Il Vangelo odierno: In quel tempo, Gesù disse ai suoi discepoli questa parabola:
«Avverrà come a un uomo che, partendo per un viaggio, chiamò i suoi servi e consegnò loro i suoi beni. A uno diede cinque talenti, a un altro due, a un altro uno, secondo le capacità di ciascuno; poi partì. Subito colui che aveva ricevuto cinque talenti andò a impiegarli, e ne guadagnò altri cinque. Così anche quello che ne aveva ricevuti due, ne guadagnò altri due. Colui invece che aveva ricevuto un solo talento, andò a fare una buca nel terreno e vi nascose il denaro del suo padrone.
Dopo molto tempo il padrone di quei servi tornò e volle regolare i conti con loro.
Si presentò colui che aveva ricevuto cinque talenti e ne portò altri cinque, dicendo: “Signore, mi hai consegnato cinque talenti; ecco, ne ho guadagnati altri cinque”. “Bene, servo buono e fedele – gli disse il suo padrone –, sei stato fedele nel poco, ti darò potere su molto; prendi parte alla gioia del tuo padrone”.
Si presentò poi colui che aveva ricevuto due talenti e disse: “Signore, mi hai consegnato due talenti; ecco, ne ho guadagnati altri due”. “Bene, servo buono e fedele – gli disse il suo padrone –, sei stato fedele nel poco, ti darò potere su molto; prendi parte alla gioia del tuo padrone”.
—————
Trascriva fedelmente il testo sulla parabola dei talenti, da «Il Vangelo odierno: In» fino a «conti con loro.» compreso.

Voci di annotazione con riquadri di delimitazione
—————
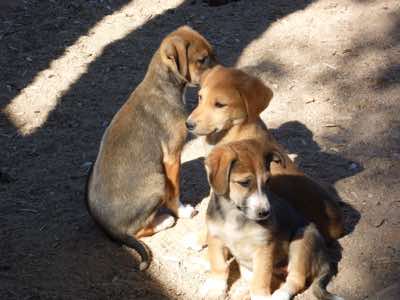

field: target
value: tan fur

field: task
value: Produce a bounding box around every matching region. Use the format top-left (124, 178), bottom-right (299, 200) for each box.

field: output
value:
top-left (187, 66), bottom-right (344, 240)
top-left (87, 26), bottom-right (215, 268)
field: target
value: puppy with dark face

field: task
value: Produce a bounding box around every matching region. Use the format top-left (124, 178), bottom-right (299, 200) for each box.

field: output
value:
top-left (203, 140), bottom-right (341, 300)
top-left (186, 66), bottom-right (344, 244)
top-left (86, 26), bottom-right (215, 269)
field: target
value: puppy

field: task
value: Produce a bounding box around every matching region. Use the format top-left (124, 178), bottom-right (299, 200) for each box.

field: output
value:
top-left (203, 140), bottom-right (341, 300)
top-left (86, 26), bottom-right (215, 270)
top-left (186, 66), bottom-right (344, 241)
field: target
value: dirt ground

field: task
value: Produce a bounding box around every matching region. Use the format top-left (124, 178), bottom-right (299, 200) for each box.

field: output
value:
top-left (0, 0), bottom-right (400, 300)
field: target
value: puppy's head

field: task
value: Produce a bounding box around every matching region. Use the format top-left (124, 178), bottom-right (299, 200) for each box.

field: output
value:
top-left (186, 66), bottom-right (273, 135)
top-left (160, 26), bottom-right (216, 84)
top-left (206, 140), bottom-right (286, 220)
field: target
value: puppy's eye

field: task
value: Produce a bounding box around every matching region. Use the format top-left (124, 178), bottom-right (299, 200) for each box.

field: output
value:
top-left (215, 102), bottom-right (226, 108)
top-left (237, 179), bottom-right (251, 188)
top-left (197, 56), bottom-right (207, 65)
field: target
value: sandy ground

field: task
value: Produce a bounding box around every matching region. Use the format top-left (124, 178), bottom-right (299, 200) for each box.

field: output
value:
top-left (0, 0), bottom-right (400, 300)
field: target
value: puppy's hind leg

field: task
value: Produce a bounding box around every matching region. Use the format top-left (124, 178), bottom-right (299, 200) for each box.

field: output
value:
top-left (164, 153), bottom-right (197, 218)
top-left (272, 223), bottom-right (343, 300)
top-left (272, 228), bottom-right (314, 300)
—————
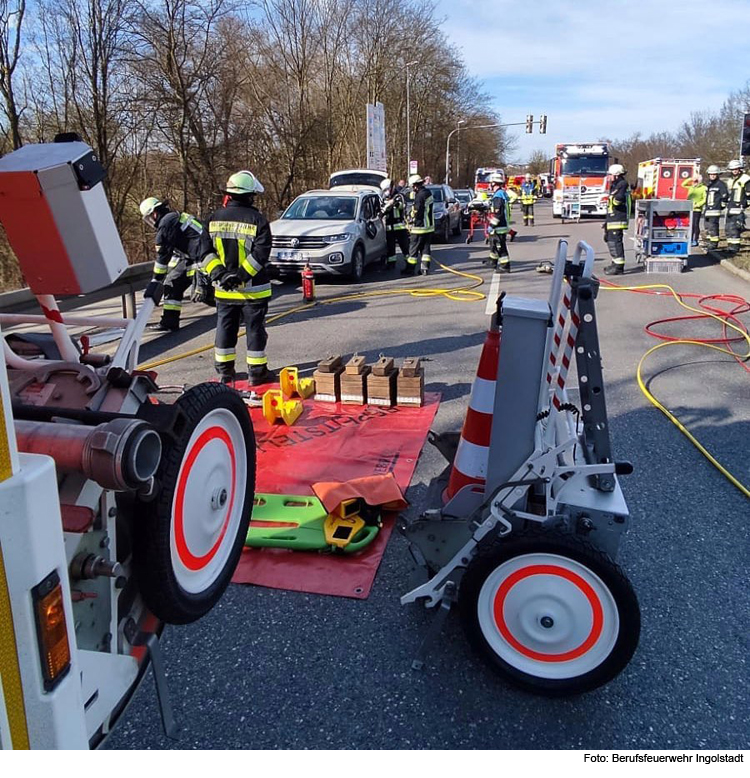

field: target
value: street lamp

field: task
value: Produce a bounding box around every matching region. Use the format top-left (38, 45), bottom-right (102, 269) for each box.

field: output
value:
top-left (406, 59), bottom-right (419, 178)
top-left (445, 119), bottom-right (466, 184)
—————
● RISPOSTA
Il Vangelo odierno: In quel tempo, Gesù disse ai suoi discepoli questa parabola:
«Avverrà come a un uomo che, partendo per un viaggio, chiamò i suoi servi e consegnò loro i suoi beni. A uno diede cinque talenti, a un altro due, a un altro uno, secondo le capacità di ciascuno; poi partì. Subito colui che aveva ricevuto cinque talenti andò a impiegarli, e ne guadagnò altri cinque. Così anche quello che ne aveva ricevuti due, ne guadagnò altri due. Colui invece che aveva ricevuto un solo talento, andò a fare una buca nel terreno e vi nascose il denaro del suo padrone.
Dopo molto tempo il padrone di quei servi tornò e volle regolare i conti con loro.